--- The data ---
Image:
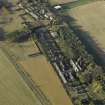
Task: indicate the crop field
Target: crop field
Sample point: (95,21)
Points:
(60,1)
(44,76)
(91,18)
(40,70)
(13,90)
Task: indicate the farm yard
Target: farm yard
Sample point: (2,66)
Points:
(13,89)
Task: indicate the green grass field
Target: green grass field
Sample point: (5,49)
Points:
(13,90)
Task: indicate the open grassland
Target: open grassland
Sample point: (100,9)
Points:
(13,90)
(45,77)
(60,1)
(40,71)
(91,18)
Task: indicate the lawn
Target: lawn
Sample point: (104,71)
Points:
(13,90)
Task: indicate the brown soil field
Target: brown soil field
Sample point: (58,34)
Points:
(13,89)
(45,77)
(60,1)
(91,18)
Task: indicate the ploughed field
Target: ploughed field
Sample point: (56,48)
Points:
(60,1)
(40,71)
(91,18)
(13,89)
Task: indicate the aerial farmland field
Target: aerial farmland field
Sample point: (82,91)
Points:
(60,1)
(44,76)
(13,89)
(91,18)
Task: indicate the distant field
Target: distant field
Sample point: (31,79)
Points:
---
§ Problem requirements
Return exactly the lines above from the line that has "Target: green grass field" through the line that has "Task: indicate the aerial farmland field", inclusive, and nothing else.

§ Finished exercise
Target: green grass field
Sample point: (5,49)
Points:
(13,90)
Task: indicate the open grassland
Target: open grassland
Sample point: (100,9)
Points:
(13,90)
(45,77)
(60,1)
(40,71)
(91,18)
Task: indicate the lawn
Target: lawn
Sample point: (104,71)
Points:
(13,90)
Task: indicate the brown soil field
Target: brown soil field
Sample point: (58,34)
Points:
(13,89)
(45,77)
(60,1)
(91,18)
Task: indicate the ploughed field
Target: ploughed field
Sample point: (56,48)
Points:
(60,1)
(40,71)
(91,18)
(13,89)
Task: indicate the aerial farmland field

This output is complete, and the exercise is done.